[Records of labeled points]
[Begin]
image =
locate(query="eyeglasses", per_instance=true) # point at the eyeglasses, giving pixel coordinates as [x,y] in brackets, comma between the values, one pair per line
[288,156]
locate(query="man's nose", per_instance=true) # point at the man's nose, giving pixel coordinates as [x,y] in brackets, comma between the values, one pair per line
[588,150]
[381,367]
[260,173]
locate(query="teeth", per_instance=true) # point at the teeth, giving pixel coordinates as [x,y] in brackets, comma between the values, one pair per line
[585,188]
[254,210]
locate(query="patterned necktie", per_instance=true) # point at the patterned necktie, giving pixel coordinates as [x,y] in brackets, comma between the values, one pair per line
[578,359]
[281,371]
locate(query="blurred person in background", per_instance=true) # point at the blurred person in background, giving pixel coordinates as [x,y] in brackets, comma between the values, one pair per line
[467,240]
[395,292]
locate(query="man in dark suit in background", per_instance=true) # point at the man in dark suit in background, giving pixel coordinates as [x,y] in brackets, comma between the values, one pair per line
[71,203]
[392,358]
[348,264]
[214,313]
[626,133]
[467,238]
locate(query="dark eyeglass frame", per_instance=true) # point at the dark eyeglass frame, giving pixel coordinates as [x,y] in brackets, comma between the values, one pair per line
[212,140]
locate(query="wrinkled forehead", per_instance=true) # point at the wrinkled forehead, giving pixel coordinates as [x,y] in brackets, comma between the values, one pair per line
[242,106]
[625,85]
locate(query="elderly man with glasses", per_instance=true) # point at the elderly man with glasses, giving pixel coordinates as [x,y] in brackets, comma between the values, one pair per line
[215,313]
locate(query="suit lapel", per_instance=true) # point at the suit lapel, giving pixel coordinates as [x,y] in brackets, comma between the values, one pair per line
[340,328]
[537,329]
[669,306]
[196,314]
[End]
**WRITTEN TASK**
Could you copy every one of these records line for line, leaving each character as it is?

**FULL OUTPUT**
image =
locate(query="eyeglasses", per_instance=true) # point at the eyeglasses, giving pixel coordinates as [x,y] in brackets, comma between the values, one pair per line
[288,156]
locate(query="man's nose", per_instance=true) # point at the man's nose, giving pixel coordinates as [x,y] in brackets, comma between the values, one pair per line
[588,150]
[381,367]
[260,173]
locate(query="teeth", per_instance=true) # point at the teeth, giving pixel coordinates as [x,y] in brackets, comma between the values, one pair per line
[585,188]
[254,210]
locate(query="patterned necktie", per_instance=true) # point at the patterned necktie, giving pixel coordinates as [x,y] in brackets, comma between the values, one pair per line
[578,359]
[281,371]
locate(query="blurred person in background", per_instance=true) # point at the blurred person in background, giving pixel coordinates as [x,y] in brackets, comma between the values, one pair per line
[467,240]
[395,292]
locate(query="man in dark suit in background", per_instance=true) # point at the man in dark suit in background, giving pixel coordinates as [x,y] in brackets, comma between the values, one pair per line
[71,203]
[392,358]
[348,264]
[214,313]
[626,133]
[467,238]
locate(query="dark eyeglass frame", per_instance=true) # point at the dark eyeglass frame, giving pixel coordinates as [x,y] in brackets, comma between the values, one pair per line
[212,140]
locate(query="wrinkled forehead", per_instance=true) # point at the wrinkled forehead, giving pixel coordinates as [x,y] in brackets, comma between the values, one pair per line
[242,106]
[625,85]
locate(query="elderly man with glasses", per_instance=true) # point at the elderly man with glasses, giving pixel coordinates as [x,y] in brackets, comma between the values, one pair per line
[215,313]
locate(query="suit lapel", per_instance=true) # point at the suit lapel, giving pixel coordinates as [x,y] in brackets, comma between the values, one pair per line
[340,328]
[537,329]
[669,306]
[196,314]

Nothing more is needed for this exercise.